== RECORD EXTRACTS ==
-----

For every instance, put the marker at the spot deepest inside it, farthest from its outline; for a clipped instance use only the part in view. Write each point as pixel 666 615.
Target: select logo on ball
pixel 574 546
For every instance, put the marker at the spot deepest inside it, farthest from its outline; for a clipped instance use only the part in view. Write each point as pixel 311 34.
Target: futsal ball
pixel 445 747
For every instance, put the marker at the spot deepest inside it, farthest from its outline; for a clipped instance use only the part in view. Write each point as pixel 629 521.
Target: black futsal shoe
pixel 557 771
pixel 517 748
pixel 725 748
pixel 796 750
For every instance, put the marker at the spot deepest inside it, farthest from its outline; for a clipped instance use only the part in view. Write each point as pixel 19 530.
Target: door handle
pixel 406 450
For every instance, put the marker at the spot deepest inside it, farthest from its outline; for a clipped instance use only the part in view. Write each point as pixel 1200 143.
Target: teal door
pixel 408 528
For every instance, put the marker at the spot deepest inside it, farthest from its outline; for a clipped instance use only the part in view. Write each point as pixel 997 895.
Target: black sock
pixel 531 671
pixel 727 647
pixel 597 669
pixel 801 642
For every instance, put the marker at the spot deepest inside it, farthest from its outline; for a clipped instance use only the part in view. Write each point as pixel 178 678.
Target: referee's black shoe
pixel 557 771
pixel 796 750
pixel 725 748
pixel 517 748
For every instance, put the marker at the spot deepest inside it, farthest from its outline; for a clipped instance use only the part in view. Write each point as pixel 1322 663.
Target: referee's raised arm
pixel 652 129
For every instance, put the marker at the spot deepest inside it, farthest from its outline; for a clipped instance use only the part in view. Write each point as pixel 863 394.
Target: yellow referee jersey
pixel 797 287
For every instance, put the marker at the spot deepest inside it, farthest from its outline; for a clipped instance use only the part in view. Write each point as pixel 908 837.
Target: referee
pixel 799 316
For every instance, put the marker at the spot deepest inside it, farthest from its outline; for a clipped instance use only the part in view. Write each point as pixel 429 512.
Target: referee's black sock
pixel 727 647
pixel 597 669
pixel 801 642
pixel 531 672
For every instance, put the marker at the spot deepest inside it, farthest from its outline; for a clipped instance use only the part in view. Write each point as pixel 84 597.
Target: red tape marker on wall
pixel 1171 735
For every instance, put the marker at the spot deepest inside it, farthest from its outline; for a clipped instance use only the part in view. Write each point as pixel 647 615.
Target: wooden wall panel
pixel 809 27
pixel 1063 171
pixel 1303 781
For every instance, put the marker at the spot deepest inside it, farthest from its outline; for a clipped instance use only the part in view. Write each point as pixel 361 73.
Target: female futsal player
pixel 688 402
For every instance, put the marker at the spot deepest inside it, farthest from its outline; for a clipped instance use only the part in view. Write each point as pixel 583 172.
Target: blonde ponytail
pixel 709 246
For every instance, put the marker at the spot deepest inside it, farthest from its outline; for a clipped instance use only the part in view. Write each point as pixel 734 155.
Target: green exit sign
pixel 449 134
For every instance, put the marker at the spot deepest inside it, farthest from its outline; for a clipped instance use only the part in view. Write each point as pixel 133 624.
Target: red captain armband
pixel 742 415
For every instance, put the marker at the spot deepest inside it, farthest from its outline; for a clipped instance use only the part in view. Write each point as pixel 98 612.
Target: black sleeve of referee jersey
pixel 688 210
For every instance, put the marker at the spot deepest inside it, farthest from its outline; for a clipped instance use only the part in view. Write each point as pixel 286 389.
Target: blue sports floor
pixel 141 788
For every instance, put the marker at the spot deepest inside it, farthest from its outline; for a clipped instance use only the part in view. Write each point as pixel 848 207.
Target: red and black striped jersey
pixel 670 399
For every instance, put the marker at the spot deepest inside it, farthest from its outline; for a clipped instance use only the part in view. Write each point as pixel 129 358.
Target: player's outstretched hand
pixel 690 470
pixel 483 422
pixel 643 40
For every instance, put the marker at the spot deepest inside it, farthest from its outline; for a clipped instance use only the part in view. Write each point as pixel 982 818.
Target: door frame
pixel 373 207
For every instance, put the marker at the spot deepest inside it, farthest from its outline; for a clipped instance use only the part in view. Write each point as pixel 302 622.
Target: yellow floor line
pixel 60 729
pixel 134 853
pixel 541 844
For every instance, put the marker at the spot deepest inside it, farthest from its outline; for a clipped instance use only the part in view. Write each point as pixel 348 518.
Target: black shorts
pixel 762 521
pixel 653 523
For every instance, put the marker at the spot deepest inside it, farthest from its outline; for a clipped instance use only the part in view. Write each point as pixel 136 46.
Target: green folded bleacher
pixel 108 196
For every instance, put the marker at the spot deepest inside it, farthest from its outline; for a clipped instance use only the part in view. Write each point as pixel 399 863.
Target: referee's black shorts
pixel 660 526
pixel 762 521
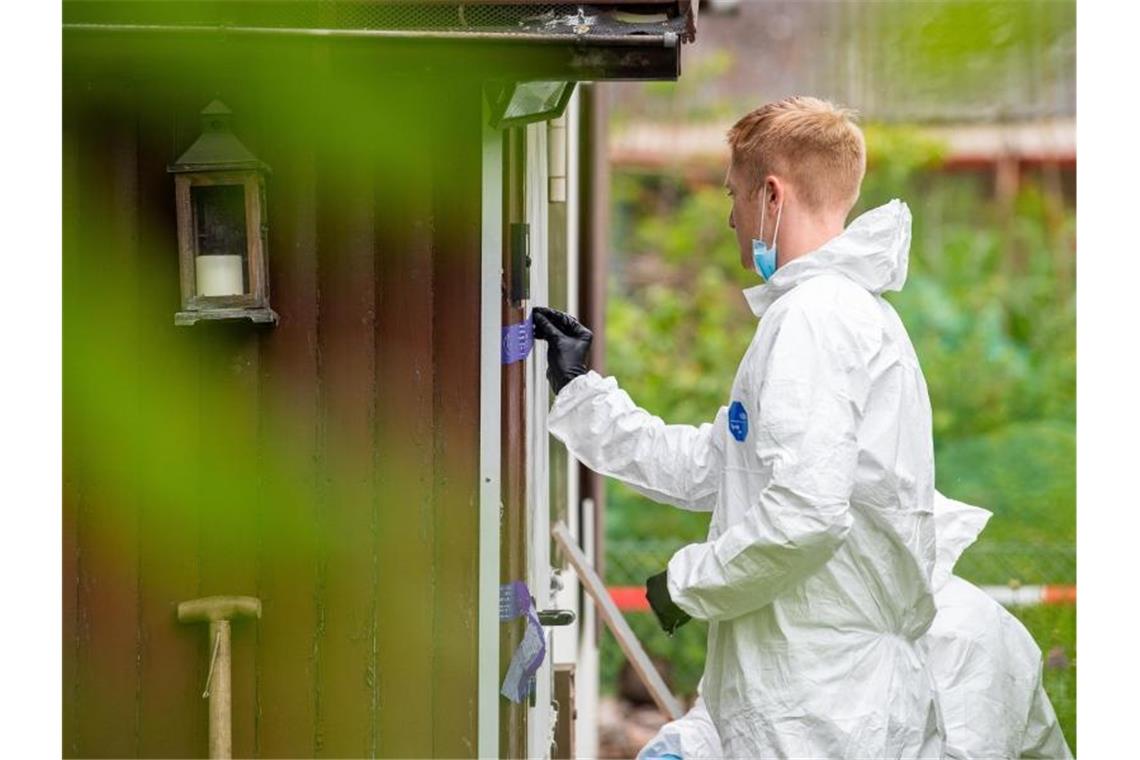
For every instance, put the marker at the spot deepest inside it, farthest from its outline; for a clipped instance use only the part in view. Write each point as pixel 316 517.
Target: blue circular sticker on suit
pixel 738 421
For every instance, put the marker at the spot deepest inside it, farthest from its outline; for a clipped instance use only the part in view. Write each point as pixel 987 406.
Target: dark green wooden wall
pixel 327 465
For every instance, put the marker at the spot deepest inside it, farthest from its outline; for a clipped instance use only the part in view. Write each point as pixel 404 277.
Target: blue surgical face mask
pixel 763 254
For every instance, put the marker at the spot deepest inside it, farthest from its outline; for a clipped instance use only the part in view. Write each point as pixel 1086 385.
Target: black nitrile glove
pixel 568 344
pixel 668 614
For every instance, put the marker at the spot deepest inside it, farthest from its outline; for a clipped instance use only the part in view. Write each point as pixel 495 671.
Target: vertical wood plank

-----

== STATED TASK ==
Swap every "marker" for "pin" in all the records above and change nothing else. Leave the pictures out of your answer.

== CORRECT ANSWER ==
For every instance, put the pin at the spot deepest inside it, farthest from its outline; for a clipped instance use only the part in view. Write each point as pixel 666 615.
Target: select logo on ball
pixel 574 546
For every instance, put the pin at the spot deepest inside it, farthest from its outline; for a clipped instance use only the part in view. Write each point as pixel 311 34.
Target: futsal ball
pixel 445 747
For every instance, put the pin at the spot deepest inside it, farthest from its outline; for a clipped instance use only the part in view. Write each point as pixel 629 521.
Target: black futsal shoe
pixel 557 771
pixel 517 748
pixel 725 748
pixel 796 750
For every instance, put the pin at the spot deepest inside it, farthest from its outline; for a clipped instance use only the part in view. Write each point as pixel 19 530.
Target: door handle
pixel 406 450
For every instance, put the pin at the spot deepest inside it, farthest from its outline; for a clipped instance use only the part in view. Write each point as pixel 1200 143.
Target: teal door
pixel 408 528
For every instance, put the pin at the spot deepest inside it, farthest from its outline; for a clipped instance use only the part in view. Write each point as pixel 997 895.
Target: black sock
pixel 531 671
pixel 727 647
pixel 597 669
pixel 801 642
For every instance, put the pin at the spot deepest inside it, farthest from its outline; for a clipped instance use only the part in view. Write each point as pixel 178 678.
Target: referee's black shoe
pixel 557 771
pixel 796 750
pixel 725 748
pixel 517 748
For every instance, put the pin at the spot deepest inside it, farthest from its outline; for a clipped instance use only the part in view. Write each point as pixel 1322 663.
Target: referee's raised arm
pixel 652 129
For every instance, put the pin at the spot deepest inside it, farthest from its outline; for a clipped instance use only the part in view. Write each point as pixel 863 394.
Target: yellow referee jersey
pixel 797 287
For every instance, put the pin at the spot deepest inside it, farthest from its outline; for a clipped instance use only the part in view. Write each point as pixel 908 837.
Target: referee
pixel 799 316
For every instance, put the pin at the spot deepest inside it, farthest from its outline; for a clipped instance use only the part in view. Write each point as pixel 429 512.
Target: referee's black sock
pixel 727 647
pixel 597 669
pixel 801 642
pixel 531 672
For every instance, put the pin at the spot deepest inside it, farthest from its outline; for a clipped instance use only the part in view. Write each point as pixel 84 597.
Target: red tape pin on wall
pixel 1171 735
For every instance, put the pin at the spot deepest inside it, farthest from its outline; for a clipped instance use only the part in view. Write each point as pixel 647 615.
Target: wooden wall panel
pixel 809 27
pixel 1063 171
pixel 1303 781
For every instance, put the pin at the spot deepest inside it, farthest from its outline; for a clipped instance use only the part in view. Write each point as pixel 361 73.
Target: female futsal player
pixel 688 402
For every instance, put the pin at the spot deepest inside it, farthest from its outline; for a clipped instance use only the part in view. Write each point as pixel 583 172.
Target: blonde ponytail
pixel 709 246
For every instance, put the pin at the spot deepest inside it, farthest from its outline; for a clipped instance use only the part in view. Write each point as pixel 734 155.
Target: green exit sign
pixel 449 134
For every instance, put the pin at the spot deepest inside it, farthest from its outline; for a clipped instance use only the part in view. Write each point as pixel 133 624.
Target: red captain armband
pixel 742 415
For every instance, put the pin at the spot deepest inside it, farthest from its outline; for a clipped instance use only the part in view. Write each point as pixel 98 612.
Target: black sleeve of referee jersey
pixel 688 210
For every instance, put the pin at the spot deepest inside it, farthest from its outline; for a clipped instance use only the part in view. Write each point as pixel 286 389.
Target: blue sports floor
pixel 141 788
For every instance, put the pin at the spot deepest inside it, farthest from its outline; for a clipped instance use only the part in view. Write each point as pixel 848 207.
Target: red and black striped jersey
pixel 670 399
For every instance, put the pin at the spot deepest inside it, farthest from its outline; for a clipped instance use only the part in view. Write each point as pixel 129 358.
Target: player's outstretched hand
pixel 690 470
pixel 483 422
pixel 643 40
For every instance, put the pin at the spot deepest inside it, farthest from its outline; for a clipped instance use only the part in view. Write each point as pixel 982 818.
Target: door frame
pixel 373 207
For every instance, put the pin at the spot deepest inside it, farthest from its outline; for a clipped instance use only the part in view. Write each point as pixel 302 622.
Target: yellow floor line
pixel 60 729
pixel 134 853
pixel 541 844
For every instance, put the pin at the spot deepest inside it, farthest from its outline; for a clipped instance use only the part in view. Write each point as pixel 348 518.
Target: black shorts
pixel 762 521
pixel 653 523
For every instance, put the pin at the spot deepest inside it, farthest from its outline; for a clipped instance use only the part in view. Write each point as pixel 136 46.
Target: green folded bleacher
pixel 108 196
For every instance, put the pin at the spot deepest inside it, farthest from its outline; for a clipped instance use only the part in view. Write each point as pixel 399 863.
Target: referee's black shorts
pixel 660 526
pixel 762 521
For every instance, put the pin at the spot deepest inside it, farthest from its outline; for a clipped instance use only the part in view. Write each point as pixel 316 517.
Target: blue circular sticker on suit
pixel 738 421
For every instance, put the pin at the spot deepest inside it, farthest from its outline; for a clipped instance use only the part in view. Write each point as pixel 987 406.
Target: dark green wooden wall
pixel 327 465
For every instance, put the pin at the spot deepest inside it, farthest from its outline; for a clipped instance use only the part in view. Write each point as pixel 404 277.
Target: blue surgical face mask
pixel 763 254
For every instance, put the pin at the spot deepest inside it, farthest from its outline; for a clipped instance use only the part in view. Write each point as pixel 1086 385.
Target: black nitrile glove
pixel 568 344
pixel 668 614
For every instance, put the pin at the spot deepest inside it, farthest from its outline; for a clipped instance use only the part in view. Write each point as pixel 495 671.
Target: vertical wood plank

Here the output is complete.